■ Task to complete: Return every record below exactly as written, but leave out the pictures.

◆ ◆ ◆ ◆ ◆ ◆ ◆

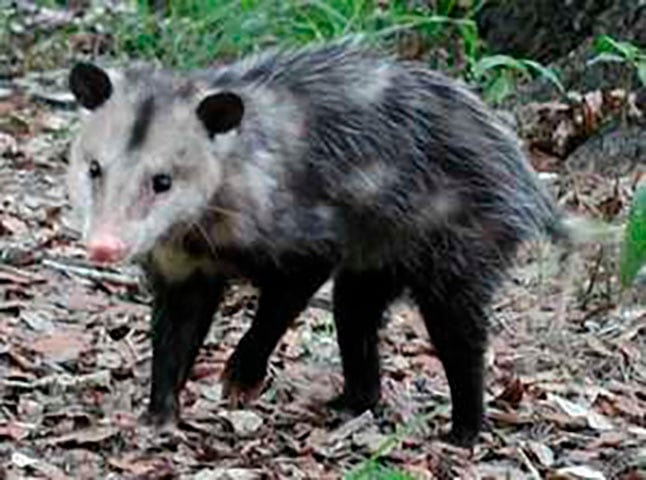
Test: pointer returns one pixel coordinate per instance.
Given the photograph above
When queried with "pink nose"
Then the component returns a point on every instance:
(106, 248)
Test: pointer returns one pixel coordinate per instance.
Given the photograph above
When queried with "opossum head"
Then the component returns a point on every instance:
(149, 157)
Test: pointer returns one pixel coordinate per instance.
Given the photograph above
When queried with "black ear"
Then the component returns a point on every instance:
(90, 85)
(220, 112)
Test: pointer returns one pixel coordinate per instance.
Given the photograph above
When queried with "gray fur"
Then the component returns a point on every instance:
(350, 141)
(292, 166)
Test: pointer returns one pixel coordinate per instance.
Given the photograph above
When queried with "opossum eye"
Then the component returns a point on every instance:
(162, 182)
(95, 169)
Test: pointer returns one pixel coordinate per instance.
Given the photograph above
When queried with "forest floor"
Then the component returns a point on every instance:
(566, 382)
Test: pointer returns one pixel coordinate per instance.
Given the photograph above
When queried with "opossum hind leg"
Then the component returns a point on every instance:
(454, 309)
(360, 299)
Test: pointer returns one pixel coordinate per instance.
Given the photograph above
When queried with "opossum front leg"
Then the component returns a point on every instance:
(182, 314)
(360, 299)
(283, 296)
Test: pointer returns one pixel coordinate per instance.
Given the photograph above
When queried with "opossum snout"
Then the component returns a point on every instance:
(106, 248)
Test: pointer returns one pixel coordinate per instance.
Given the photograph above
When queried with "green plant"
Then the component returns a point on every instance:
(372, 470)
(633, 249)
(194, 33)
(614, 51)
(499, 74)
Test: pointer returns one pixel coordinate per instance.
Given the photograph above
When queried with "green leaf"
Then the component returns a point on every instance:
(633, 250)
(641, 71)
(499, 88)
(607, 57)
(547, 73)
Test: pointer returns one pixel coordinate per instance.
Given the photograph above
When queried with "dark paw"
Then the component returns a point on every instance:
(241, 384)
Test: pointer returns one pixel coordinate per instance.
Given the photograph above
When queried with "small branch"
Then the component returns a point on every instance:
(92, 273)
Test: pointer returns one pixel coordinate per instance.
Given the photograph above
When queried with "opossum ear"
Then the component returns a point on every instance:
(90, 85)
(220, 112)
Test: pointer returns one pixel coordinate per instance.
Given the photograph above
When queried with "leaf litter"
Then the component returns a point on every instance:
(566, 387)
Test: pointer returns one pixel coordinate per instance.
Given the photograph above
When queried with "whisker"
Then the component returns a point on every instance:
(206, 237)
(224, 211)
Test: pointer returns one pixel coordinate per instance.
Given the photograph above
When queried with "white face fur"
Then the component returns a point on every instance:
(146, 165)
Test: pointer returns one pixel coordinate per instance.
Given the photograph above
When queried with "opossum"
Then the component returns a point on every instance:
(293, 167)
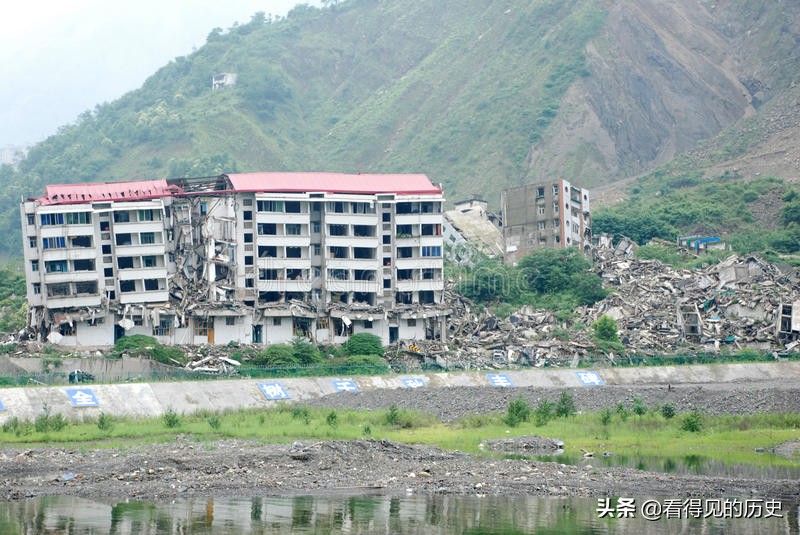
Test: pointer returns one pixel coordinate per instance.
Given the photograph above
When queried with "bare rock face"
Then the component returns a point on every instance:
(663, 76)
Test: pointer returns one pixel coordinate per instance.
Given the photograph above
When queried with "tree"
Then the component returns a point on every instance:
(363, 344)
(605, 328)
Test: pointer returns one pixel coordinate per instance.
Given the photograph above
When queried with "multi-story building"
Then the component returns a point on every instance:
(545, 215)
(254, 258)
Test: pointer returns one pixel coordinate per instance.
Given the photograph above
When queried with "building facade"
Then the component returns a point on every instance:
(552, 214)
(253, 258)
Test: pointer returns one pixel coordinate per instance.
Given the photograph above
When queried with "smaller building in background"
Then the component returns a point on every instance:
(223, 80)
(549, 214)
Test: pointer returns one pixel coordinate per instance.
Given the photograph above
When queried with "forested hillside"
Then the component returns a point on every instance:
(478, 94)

◆ ◆ ◆ ◆ ◆ ◆ ◆

■ Exercise answer:
Test: pointer returns one pixel coordinate per instance.
Given the photograph above
When queried with "pink nose"
Then the component returns a point on every instance:
(106, 248)
Test: pointer returns one pixel coordinate per instance.
Given the photograph above
When queried with "opossum head"
Then the component returns a point on every instance:
(149, 157)
Test: pointer returns one pixel coordinate per instance.
Given the photograph above
When queried with "black ear"
Then the component returns a point on every instance:
(90, 85)
(220, 112)
Test: pointer returns one pixel coordinate per instance.
Given the photograph above
When queried with "gray fur"
Then the component returns a point on every instance:
(350, 141)
(292, 166)
Test: pointer returns one pixel coordinate per instance.
Given the photograph above
When queried with "opossum eye"
Then the component returns a point on every instance:
(162, 182)
(95, 169)
Test: pointer returns one pixel coordinate per instance.
Given the photograph above
When queried with "forest floor"
Then the component returns a point on every instance:
(566, 382)
Test: pointer returns one pixel coordinate per instance.
Given the photograph above
When queried with "opossum hind leg"
Then the component returns a point on every instance:
(454, 309)
(360, 299)
Test: pointer returns one pixel coordinate per instance.
Given the photograph above
When queried with "opossum front leg"
Then the component returns a point on every instance:
(182, 314)
(360, 299)
(283, 296)
Test: pointer returns one pixel coordinate per instance.
Given the photograph above
When queried with "opossum snout"
Then the component returns a point on every instance:
(106, 248)
Test: pointer returns one pixel coordinate per instance.
Given the photograph above
When queried with "green plant"
Then the component returns a point on every instance:
(372, 470)
(633, 249)
(194, 33)
(614, 51)
(499, 74)
Test: pointer returns one pixel coordinate per instance.
Given the photograph above
When queried with "green leaf"
Then the component returns a point on every instance:
(633, 250)
(641, 71)
(499, 88)
(607, 57)
(547, 73)
Test: pointer returns one pixel coordinate per instance.
Given the photograph above
When queried with "dark paw"
Then the component returns a point on every instance:
(241, 384)
Test: pointer returns one pixel coordinate per instance.
Given the photograph above
When queried with "small branch"
Then the component returns a point on every instance:
(92, 273)
Test: pointer returns one pixel coordinate per instance.
Given the photograph above
When queried with "opossum ear"
Then the component returns a point on every instance:
(90, 85)
(220, 112)
Test: pointer returns one pixel coordinate per instance.
Given the photograph above
When queried with "leaf litter"
Then the component returns a point on every instance:
(566, 387)
Test: pointer returns one pixel coordinate per instance.
Given the photograph above
When queried with "whisker"
Then the component returns a point on every instance:
(206, 237)
(224, 211)
Test: pointer returns one pixel coordinate per instance.
Given the photograph above
When queried with "white face fur"
Then the component returns a point on every instance:
(146, 165)
Test: pointer returns one pixel coordinate per instance.
Given the photograph above
When queried with "opossum"
Then the component returns a point on every instance:
(293, 167)
Test: pointer returns one pixel coordinate per instance.
Given the photograph above
When queried with "bare rock face"
Then the component returns a point on every instance:
(663, 76)
Test: pointer returns one pixel coordinate per instance.
Given the photograph above
When queried with "tree"
Then the component returns a point on every instance:
(363, 344)
(605, 328)
Test: pointer returns one pixel coordinate per instance.
Given the photograph above
When queried with "multi-story building"
Then the component returns a point on every instance:
(545, 215)
(254, 258)
Test: pointer returns one pixel coordinate per instance.
Given the photograph above
When queried with "building facade"
Then the component returns a point on every instance:
(552, 214)
(253, 258)
Test: pointer returns one pixel coordinate per instance.
Given the photograph above
When queried with "smaller building in background"
Then the component returns a point on every instance:
(223, 80)
(549, 214)
Test: pointer returns one pixel coordinate per instance.
Given the photograph above
When queried with "forested hillside"
Then the component returns a point on every instance:
(478, 94)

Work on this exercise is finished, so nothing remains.